SOURCE EXCERPT
▬▬▬

# Dog Pics that I Can Use?



## Cory (May 20, 2016)

A group in my town is putting together a dog park ( https://lmtdogpark.com/ ) with private efforts so it's a whole community thing. They asked me for some pictures of dogs so I thought maybe the best way to go is worldwide through this site if that's OK. 
 It's entirely not for profit and not government run or anything else so if anyone has any dog pics that they don't mind me passing along you'd be the man. If a go, posting and then emailing to me at [email protected] would be great and you'll be doing a massive community service.
Hope that's OK to post here.
Thanks.


----------



## Mikehit (May 20, 2016)

If you have no luck here there is a collection called 'Creative Commons' images have been listed as royalty free for use with no payment (not a single collection as such but image flagged on numerous sites as 'creative commons'). 
You can search 'Creative Commons images dogs' and you will find loads of images.

Read the T&C because some want an accreditation on the image but a lot don't.


----------



## AcutancePhotography (May 20, 2016)

http://www.123rf.com/stock-photo/dog_park.html

Or just enter royalty free photographs dog parks in to the googles. 

Good luck with project. Dog parks are a good thing.


----------



## Cory (May 20, 2016)

Thanks. Very much appreciated.


----------

▬▬▬

ITEMS
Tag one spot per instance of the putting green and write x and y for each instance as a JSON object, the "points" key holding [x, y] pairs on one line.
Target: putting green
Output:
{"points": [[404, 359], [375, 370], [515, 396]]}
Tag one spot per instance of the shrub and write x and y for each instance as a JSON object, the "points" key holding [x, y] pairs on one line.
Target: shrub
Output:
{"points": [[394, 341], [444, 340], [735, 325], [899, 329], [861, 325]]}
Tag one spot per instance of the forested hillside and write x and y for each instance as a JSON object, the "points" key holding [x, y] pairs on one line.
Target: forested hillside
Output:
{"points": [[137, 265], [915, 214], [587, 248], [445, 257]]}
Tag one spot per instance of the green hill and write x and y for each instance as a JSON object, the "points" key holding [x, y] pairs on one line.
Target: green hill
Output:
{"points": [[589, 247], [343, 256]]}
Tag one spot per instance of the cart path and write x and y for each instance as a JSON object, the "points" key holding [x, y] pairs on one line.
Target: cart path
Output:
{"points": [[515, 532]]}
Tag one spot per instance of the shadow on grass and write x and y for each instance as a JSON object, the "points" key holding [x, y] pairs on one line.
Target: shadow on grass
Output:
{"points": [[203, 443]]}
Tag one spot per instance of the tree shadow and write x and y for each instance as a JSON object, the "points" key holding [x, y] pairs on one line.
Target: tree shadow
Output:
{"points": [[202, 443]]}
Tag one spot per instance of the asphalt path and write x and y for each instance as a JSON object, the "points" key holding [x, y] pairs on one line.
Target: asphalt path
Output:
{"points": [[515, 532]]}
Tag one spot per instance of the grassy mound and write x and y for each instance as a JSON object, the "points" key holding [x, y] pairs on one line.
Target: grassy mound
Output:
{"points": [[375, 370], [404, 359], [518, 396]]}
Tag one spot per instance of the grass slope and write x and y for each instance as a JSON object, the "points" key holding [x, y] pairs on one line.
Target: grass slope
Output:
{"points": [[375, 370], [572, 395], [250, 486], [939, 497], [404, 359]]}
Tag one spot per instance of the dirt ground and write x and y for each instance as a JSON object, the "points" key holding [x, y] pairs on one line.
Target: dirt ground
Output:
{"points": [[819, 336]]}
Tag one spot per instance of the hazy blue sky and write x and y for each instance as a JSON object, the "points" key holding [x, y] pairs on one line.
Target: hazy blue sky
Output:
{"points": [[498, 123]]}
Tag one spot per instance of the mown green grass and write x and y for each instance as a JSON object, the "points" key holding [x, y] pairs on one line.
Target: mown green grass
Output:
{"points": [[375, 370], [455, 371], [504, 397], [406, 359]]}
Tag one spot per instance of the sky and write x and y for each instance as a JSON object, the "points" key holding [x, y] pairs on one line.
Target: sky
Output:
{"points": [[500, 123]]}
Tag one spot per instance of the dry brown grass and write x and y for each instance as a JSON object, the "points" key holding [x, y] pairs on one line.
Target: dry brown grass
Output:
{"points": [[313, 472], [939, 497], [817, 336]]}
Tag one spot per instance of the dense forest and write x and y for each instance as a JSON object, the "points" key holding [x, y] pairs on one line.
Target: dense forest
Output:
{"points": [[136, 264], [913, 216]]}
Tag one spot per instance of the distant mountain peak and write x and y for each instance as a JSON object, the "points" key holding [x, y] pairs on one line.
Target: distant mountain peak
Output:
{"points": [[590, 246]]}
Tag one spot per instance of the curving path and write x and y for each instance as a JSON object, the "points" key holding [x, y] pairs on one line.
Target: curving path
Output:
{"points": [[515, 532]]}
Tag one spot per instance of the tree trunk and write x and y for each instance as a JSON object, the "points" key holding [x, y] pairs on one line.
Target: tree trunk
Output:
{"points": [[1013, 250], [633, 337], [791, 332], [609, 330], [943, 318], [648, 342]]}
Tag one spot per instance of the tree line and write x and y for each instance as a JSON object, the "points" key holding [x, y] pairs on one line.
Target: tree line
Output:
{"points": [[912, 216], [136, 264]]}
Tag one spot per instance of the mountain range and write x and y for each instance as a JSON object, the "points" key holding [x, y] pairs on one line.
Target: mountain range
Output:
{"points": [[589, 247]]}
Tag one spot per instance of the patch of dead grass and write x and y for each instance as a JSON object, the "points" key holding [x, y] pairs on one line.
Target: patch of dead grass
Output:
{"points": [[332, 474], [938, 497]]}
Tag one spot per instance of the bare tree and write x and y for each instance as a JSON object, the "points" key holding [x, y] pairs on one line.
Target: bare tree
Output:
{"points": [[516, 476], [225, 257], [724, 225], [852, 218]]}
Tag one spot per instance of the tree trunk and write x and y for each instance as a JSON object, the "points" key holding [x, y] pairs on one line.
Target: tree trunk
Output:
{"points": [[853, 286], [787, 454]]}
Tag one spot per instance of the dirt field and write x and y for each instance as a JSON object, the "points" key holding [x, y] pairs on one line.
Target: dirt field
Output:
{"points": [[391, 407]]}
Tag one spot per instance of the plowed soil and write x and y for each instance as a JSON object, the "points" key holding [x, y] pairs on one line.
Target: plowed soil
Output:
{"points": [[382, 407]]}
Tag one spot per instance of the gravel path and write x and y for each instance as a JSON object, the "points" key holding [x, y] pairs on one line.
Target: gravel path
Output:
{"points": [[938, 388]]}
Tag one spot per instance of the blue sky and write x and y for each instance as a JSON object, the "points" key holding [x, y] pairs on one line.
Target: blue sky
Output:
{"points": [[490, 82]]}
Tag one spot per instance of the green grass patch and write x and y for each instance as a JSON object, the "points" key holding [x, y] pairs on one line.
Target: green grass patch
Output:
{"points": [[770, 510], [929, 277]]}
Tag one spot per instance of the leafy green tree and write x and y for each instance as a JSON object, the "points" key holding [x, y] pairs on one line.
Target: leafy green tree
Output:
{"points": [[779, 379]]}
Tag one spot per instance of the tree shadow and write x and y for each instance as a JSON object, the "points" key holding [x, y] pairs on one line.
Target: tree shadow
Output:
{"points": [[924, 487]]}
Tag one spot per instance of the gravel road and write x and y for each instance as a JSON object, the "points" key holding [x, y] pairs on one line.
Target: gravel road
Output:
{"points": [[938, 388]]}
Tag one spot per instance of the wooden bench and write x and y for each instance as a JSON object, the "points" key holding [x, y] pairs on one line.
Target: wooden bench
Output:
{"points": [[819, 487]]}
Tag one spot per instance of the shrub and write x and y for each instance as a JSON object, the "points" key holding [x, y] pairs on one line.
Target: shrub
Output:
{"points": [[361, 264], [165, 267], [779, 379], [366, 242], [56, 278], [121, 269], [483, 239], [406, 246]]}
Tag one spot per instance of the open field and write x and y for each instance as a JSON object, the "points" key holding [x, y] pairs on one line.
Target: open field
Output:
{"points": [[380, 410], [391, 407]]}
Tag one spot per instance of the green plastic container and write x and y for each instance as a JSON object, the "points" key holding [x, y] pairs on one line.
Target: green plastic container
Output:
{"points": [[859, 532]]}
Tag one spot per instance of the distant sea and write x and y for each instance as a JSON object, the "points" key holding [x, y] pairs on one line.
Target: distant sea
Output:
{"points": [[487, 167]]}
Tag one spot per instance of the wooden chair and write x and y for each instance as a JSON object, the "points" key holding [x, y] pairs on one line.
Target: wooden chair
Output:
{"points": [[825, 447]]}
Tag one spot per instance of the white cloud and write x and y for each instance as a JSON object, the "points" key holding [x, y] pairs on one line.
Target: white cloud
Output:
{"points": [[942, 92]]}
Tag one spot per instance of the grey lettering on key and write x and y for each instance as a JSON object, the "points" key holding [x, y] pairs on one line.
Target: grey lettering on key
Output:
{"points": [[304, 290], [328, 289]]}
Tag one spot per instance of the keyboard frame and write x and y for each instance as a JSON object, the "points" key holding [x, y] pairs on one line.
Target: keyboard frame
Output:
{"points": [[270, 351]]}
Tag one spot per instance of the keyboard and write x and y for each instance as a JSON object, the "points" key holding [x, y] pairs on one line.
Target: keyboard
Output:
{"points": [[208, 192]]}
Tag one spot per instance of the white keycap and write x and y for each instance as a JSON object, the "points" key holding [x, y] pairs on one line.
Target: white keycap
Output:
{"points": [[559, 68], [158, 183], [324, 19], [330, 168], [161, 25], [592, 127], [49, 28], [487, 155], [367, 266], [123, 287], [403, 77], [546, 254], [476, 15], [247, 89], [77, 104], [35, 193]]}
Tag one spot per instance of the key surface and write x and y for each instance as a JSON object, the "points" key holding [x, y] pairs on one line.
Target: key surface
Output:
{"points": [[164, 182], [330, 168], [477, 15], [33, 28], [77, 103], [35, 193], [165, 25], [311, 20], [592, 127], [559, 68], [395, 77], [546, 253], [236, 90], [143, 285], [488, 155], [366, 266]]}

▬▬▬

STATED EXERCISE
Copy out the full forum thread above about finding dog pictures for a community dog park, word for word.

TASK OUTPUT
# Dog Pics that I Can Use?



## Cory (May 20, 2016)

A group in my town is putting together a dog park ( https://lmtdogpark.com/ ) with private efforts so it's a whole community thing. They asked me for some pictures of dogs so I thought maybe the best way to go is worldwide through this site if that's OK. 
 It's entirely not for profit and not government run or anything else so if anyone has any dog pics that they don't mind me passing along you'd be the man. If a go, posting and then emailing to me at [email protected] would be great and you'll be doing a massive community service.
Hope that's OK to post here.
Thanks.


----------



## Mikehit (May 20, 2016)

If you have no luck here there is a collection called 'Creative Commons' images have been listed as royalty free for use with no payment (not a single collection as such but image flagged on numerous sites as 'creative commons'). 
You can search 'Creative Commons images dogs' and you will find loads of images.

Read the T&C because some want an accreditation on the image but a lot don't.


----------



## AcutancePhotography (May 20, 2016)

http://www.123rf.com/stock-photo/dog_park.html

Or just enter royalty free photographs dog parks in to the googles. 

Good luck with project. Dog parks are a good thing.


----------



## Cory (May 20, 2016)

Thanks. Very much appreciated.


----------